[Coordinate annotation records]
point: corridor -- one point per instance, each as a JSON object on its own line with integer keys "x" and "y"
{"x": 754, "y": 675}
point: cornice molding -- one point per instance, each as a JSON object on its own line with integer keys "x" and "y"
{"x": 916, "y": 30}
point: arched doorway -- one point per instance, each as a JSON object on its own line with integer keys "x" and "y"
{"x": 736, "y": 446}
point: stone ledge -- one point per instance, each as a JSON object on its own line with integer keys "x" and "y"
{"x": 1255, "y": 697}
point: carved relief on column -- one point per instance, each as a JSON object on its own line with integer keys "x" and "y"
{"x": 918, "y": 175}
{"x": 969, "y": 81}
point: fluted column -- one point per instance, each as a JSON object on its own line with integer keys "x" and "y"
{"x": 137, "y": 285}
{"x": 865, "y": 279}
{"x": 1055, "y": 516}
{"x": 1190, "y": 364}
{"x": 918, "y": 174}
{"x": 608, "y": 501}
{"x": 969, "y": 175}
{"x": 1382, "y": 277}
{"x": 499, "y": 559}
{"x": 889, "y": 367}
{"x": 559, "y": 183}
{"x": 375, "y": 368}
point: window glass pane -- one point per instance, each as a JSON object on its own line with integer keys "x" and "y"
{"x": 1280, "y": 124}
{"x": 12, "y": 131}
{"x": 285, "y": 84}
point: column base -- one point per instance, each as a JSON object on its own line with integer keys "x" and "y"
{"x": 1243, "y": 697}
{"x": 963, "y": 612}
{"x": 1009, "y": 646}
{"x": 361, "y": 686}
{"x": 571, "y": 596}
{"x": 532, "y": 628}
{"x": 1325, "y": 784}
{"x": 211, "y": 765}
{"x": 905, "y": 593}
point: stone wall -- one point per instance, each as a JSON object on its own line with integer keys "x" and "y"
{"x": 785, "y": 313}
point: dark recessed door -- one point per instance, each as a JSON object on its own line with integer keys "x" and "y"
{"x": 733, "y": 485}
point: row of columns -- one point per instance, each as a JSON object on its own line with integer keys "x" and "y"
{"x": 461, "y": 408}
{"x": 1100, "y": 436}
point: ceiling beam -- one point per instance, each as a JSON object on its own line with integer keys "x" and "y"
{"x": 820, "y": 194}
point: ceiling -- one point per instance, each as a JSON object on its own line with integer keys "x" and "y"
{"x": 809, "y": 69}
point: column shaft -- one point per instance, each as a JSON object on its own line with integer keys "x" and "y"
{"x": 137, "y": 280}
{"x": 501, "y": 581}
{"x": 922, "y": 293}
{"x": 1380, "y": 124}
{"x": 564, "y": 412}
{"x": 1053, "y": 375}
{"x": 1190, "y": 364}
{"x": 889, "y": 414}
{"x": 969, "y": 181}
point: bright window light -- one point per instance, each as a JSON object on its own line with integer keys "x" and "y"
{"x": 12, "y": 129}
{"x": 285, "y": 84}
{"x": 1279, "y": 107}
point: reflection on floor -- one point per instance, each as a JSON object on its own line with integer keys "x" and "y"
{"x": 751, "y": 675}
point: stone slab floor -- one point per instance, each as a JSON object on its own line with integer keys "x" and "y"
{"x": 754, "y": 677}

PROBLEM DETAILS: Please copy every line of the material above without changing anything.

RESPONSE:
point: corridor -- one point per instance, each as a JSON object on its own line with integer keys "x" and "y"
{"x": 754, "y": 675}
point: cornice molding -- one point per instance, each as a JSON object on its own line with integer keys "x" and "y"
{"x": 916, "y": 30}
point: arched doorway -- one point per instance, each as a JSON object on its own line with integer keys "x" and "y"
{"x": 736, "y": 446}
point: stone ledge -- one point per instance, each as a JSON object on its own line with integer keys "x" and "y"
{"x": 1255, "y": 697}
point: carved relief on column -- one point per instance, each as a JSON object on its own line with integer keys "x" and "y"
{"x": 918, "y": 175}
{"x": 969, "y": 81}
point: fluted column -- one point per instance, each as a JSON object on its own line with integer keys "x" and "y"
{"x": 137, "y": 285}
{"x": 865, "y": 279}
{"x": 1055, "y": 516}
{"x": 1190, "y": 364}
{"x": 918, "y": 174}
{"x": 608, "y": 501}
{"x": 969, "y": 175}
{"x": 1382, "y": 277}
{"x": 499, "y": 559}
{"x": 889, "y": 367}
{"x": 559, "y": 183}
{"x": 375, "y": 368}
point: window glass pane -- one point per instance, each as a JSON object on its own line with integer keys "x" and "y"
{"x": 1280, "y": 124}
{"x": 12, "y": 131}
{"x": 285, "y": 84}
point: column base -- one point per instance, each as a JSON object on its own line with integer keys "x" and "y"
{"x": 1243, "y": 697}
{"x": 963, "y": 612}
{"x": 1009, "y": 646}
{"x": 361, "y": 686}
{"x": 571, "y": 596}
{"x": 532, "y": 628}
{"x": 1325, "y": 784}
{"x": 211, "y": 765}
{"x": 905, "y": 593}
point: stone wall -- one point per instance, each as a JSON object on its own line with integer keys "x" and "y"
{"x": 785, "y": 313}
point: dark recessed door -- one point per instance, each as a JSON object on its own line with integer keys "x" and "y"
{"x": 733, "y": 485}
point: row of columns -- one point per instance, each as a JSON object on its own line with integer keys "x" and "y"
{"x": 461, "y": 408}
{"x": 1100, "y": 436}
point: ceiling beam -- one point per instance, each as a JSON object on its own line with integer keys "x" and "y"
{"x": 820, "y": 194}
point: ceiling -- one point per instance, each as a JSON object on its own line with integer keys "x" and "y"
{"x": 809, "y": 69}
point: column shaft -- one point per instance, each as a JSON object on its own line with integer keys "x" and "y"
{"x": 137, "y": 280}
{"x": 501, "y": 581}
{"x": 922, "y": 293}
{"x": 1380, "y": 124}
{"x": 564, "y": 412}
{"x": 1053, "y": 375}
{"x": 1190, "y": 364}
{"x": 889, "y": 414}
{"x": 969, "y": 181}
point: bright window light -- one point per instance, each as a JSON object on its own line with integer keys "x" and "y"
{"x": 12, "y": 129}
{"x": 285, "y": 84}
{"x": 1279, "y": 107}
point: reflection on floor -- one point per instance, each as a JSON object on its own line with integer keys "x" and "y"
{"x": 751, "y": 675}
point: stone slab floor -- one point per instance, each as a JSON object on its own line with integer keys "x" and "y"
{"x": 754, "y": 677}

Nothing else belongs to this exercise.